> **EXERCISE DETAILS**
Below are two blocks of lines. Count how many of them contain the string "fabric", with case mattering, and reply with that number alone.

— START INFORMATION GIVEN —

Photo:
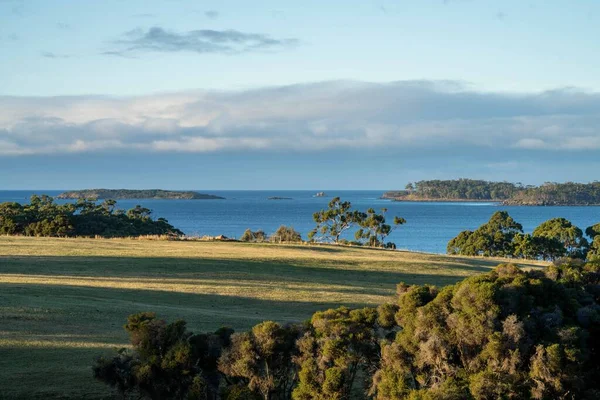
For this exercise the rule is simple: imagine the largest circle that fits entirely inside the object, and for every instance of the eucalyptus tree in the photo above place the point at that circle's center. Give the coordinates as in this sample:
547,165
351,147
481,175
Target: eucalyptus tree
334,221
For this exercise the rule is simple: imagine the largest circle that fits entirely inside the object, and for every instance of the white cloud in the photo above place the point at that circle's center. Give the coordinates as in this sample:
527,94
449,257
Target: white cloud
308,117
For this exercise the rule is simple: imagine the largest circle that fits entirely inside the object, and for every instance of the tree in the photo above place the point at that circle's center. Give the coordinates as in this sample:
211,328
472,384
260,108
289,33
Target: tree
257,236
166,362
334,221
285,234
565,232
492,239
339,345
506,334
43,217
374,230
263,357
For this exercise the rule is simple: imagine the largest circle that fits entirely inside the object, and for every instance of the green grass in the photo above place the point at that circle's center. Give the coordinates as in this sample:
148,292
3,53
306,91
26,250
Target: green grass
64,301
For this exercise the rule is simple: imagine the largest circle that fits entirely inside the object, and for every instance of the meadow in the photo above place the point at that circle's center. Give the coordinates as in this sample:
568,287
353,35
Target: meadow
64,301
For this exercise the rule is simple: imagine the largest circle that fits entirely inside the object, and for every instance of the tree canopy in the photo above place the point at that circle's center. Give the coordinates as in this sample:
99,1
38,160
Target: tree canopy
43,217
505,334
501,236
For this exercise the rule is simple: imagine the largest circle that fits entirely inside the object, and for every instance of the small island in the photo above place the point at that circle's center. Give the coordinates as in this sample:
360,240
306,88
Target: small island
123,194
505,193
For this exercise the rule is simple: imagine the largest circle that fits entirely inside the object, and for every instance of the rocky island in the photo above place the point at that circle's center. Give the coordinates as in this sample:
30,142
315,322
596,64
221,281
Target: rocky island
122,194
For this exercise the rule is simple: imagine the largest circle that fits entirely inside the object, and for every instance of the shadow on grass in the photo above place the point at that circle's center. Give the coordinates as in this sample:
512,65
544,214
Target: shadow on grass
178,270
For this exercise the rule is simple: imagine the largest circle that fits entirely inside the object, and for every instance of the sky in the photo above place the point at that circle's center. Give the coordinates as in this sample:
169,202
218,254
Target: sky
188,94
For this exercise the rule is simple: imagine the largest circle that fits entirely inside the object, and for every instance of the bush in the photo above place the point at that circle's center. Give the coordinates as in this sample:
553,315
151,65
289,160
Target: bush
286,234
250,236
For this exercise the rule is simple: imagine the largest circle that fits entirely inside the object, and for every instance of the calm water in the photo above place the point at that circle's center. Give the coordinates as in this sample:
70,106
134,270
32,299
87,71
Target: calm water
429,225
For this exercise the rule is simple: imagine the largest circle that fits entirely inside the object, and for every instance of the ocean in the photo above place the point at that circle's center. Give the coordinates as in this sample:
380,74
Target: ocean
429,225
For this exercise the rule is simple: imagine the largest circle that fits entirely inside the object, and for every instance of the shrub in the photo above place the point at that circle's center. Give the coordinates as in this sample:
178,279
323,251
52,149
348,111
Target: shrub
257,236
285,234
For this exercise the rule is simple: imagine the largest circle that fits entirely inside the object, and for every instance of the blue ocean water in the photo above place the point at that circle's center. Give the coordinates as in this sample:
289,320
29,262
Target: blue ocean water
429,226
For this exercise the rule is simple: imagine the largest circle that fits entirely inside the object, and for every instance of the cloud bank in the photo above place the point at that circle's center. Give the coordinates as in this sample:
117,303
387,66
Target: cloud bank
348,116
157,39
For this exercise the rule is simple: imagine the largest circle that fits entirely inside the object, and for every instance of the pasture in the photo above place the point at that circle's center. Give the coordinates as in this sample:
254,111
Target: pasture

— END INFORMATION GIVEN —
— START INFORMATION GIVEN —

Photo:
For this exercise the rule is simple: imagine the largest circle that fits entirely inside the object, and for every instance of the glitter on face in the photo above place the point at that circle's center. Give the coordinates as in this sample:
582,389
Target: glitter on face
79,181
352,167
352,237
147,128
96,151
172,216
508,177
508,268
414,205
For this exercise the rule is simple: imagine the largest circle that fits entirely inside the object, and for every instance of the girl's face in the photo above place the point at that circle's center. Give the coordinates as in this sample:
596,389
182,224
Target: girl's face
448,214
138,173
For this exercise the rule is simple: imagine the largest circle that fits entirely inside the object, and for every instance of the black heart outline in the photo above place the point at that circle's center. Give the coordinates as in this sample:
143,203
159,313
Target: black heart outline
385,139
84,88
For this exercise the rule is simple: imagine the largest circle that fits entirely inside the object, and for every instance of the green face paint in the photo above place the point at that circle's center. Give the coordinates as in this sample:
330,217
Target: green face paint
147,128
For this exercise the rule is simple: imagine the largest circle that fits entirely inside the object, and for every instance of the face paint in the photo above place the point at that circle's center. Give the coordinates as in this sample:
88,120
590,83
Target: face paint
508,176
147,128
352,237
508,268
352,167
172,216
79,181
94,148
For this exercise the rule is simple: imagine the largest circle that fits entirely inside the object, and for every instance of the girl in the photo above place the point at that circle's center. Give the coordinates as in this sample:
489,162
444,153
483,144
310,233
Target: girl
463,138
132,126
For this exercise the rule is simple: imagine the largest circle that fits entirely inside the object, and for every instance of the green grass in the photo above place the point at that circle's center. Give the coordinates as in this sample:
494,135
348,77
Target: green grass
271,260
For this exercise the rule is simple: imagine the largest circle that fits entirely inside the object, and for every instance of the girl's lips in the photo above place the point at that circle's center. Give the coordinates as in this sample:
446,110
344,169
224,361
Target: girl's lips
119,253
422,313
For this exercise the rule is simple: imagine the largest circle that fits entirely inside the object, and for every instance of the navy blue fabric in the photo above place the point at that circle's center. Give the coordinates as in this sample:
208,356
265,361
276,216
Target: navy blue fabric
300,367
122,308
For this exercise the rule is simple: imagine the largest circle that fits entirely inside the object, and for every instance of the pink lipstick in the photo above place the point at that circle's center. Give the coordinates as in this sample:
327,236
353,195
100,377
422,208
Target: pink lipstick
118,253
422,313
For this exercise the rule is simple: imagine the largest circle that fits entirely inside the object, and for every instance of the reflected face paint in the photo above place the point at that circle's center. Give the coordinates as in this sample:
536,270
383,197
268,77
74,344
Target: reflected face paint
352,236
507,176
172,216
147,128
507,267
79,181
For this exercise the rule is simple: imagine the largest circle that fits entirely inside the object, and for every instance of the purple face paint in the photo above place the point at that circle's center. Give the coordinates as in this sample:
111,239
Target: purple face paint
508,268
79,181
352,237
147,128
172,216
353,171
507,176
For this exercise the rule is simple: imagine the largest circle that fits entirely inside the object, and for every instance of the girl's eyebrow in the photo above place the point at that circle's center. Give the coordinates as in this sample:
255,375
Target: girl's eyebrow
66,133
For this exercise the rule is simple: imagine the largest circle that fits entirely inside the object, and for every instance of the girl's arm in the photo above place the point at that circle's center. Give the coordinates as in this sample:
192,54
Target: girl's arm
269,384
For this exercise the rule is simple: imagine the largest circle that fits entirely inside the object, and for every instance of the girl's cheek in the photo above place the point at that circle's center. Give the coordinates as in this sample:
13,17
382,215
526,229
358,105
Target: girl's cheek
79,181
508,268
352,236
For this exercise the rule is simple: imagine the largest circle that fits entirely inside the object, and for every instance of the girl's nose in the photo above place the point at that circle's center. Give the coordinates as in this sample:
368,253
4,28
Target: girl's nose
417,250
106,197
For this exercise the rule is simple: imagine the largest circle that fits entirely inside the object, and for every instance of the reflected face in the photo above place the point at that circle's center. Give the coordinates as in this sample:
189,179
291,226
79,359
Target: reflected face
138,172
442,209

— END INFORMATION GIVEN —

> **SOLUTION**
2